Request: Gather every line of the listing below that contains the word "black", and copy each one.

Task material:
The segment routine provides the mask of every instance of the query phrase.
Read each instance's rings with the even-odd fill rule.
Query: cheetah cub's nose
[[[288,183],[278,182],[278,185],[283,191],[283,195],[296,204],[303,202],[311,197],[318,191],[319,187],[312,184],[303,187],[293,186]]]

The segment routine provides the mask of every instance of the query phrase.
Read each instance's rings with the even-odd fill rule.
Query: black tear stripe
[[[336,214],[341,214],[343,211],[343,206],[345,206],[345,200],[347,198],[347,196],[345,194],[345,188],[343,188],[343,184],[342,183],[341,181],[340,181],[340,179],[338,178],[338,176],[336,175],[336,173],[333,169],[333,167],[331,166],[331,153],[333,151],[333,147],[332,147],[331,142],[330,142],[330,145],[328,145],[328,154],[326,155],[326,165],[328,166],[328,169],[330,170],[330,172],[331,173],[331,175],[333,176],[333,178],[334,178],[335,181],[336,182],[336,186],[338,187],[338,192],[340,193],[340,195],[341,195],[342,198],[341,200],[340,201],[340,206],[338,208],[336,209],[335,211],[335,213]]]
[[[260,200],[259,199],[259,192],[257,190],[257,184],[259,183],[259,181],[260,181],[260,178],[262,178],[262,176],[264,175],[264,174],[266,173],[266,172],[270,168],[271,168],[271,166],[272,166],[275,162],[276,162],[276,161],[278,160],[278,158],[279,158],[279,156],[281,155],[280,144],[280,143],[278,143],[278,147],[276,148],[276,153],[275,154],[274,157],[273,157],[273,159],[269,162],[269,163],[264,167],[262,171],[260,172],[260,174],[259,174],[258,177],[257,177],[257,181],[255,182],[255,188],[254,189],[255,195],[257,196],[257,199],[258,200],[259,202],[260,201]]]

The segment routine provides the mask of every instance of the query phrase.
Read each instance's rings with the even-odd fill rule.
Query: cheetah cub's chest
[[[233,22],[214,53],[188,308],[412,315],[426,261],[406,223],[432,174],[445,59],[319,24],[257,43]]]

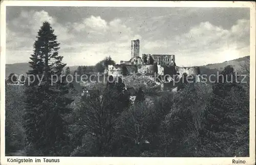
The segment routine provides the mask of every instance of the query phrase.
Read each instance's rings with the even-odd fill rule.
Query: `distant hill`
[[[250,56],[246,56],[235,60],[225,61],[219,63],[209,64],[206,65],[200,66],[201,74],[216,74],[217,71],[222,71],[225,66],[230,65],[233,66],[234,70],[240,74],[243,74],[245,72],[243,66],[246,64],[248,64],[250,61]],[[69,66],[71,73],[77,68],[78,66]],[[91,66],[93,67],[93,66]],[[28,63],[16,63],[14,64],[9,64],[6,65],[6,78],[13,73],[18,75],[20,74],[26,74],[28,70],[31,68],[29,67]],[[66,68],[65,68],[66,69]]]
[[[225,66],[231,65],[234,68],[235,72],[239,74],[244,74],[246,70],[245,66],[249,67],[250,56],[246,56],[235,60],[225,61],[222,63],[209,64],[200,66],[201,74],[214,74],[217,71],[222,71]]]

...

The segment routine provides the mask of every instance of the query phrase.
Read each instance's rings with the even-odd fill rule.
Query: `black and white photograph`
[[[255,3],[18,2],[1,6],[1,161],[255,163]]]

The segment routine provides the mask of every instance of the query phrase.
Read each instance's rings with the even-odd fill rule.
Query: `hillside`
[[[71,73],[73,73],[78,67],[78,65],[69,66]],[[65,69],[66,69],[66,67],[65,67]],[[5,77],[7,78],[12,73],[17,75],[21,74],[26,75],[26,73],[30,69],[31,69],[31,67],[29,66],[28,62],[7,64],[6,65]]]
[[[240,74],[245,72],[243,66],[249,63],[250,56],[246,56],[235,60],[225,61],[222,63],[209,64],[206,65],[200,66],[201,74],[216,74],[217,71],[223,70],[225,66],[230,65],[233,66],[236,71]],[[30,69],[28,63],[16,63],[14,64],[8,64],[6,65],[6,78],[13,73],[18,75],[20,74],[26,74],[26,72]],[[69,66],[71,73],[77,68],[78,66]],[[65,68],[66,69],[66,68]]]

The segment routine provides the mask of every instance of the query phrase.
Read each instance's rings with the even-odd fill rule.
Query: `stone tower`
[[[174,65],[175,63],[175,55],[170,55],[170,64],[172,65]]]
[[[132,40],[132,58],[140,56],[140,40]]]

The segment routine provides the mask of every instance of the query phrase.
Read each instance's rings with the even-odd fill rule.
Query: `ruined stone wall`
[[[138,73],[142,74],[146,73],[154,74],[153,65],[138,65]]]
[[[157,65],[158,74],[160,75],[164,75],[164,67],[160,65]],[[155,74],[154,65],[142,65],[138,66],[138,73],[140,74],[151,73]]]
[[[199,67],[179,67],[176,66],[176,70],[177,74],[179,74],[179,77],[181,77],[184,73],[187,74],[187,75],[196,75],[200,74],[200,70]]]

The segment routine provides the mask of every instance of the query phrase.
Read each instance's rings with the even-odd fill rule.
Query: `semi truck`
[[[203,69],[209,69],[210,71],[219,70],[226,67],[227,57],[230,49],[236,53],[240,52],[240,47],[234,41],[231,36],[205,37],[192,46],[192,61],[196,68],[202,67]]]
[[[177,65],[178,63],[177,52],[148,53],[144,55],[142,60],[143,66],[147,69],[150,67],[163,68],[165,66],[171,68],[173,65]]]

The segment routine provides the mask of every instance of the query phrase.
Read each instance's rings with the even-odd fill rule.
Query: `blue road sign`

--

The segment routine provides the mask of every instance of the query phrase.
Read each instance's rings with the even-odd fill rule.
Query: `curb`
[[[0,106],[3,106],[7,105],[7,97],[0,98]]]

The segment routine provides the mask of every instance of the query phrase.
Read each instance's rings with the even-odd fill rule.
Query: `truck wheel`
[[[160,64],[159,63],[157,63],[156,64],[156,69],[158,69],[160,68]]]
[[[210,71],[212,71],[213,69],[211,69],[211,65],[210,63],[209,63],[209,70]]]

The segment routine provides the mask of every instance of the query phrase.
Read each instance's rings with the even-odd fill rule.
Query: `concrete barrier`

Solution below:
Query: black tear stripe
Query: `black and white photograph`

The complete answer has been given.